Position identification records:
• • • • •

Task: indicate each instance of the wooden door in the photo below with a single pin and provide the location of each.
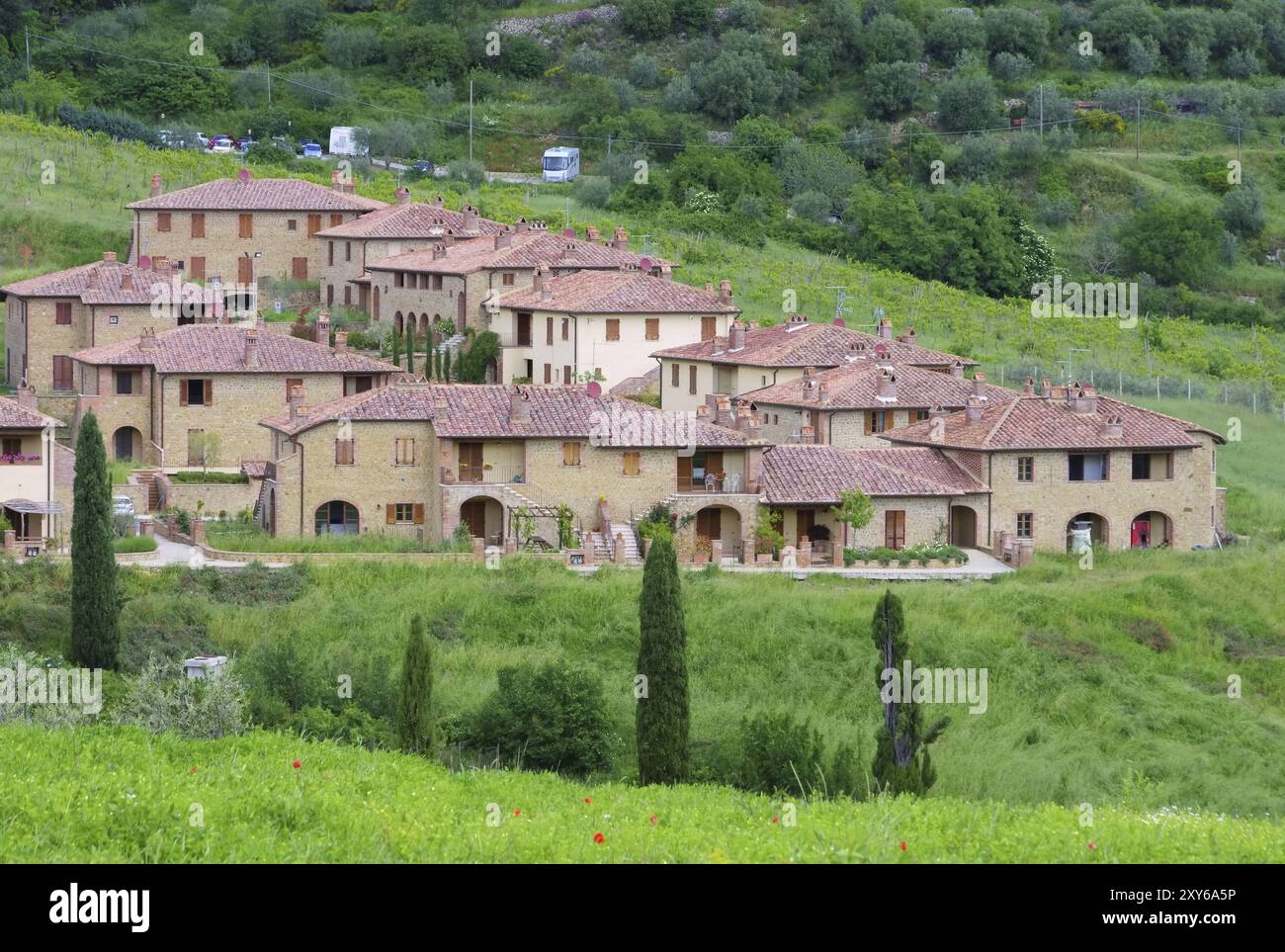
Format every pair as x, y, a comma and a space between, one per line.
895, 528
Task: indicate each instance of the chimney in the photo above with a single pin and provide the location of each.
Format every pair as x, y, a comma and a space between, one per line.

• • • • •

Task details> Return exactly the lines from the line bearing "Task: indicate each instance of the chimney" to the end of the records, inclusive of both; include no other lines.

Task solution>
Task: indicate each instance of the chimney in the photo above with a single pin and provide the location of each.
Format every pair as x, y, a comma and a space between, one per line.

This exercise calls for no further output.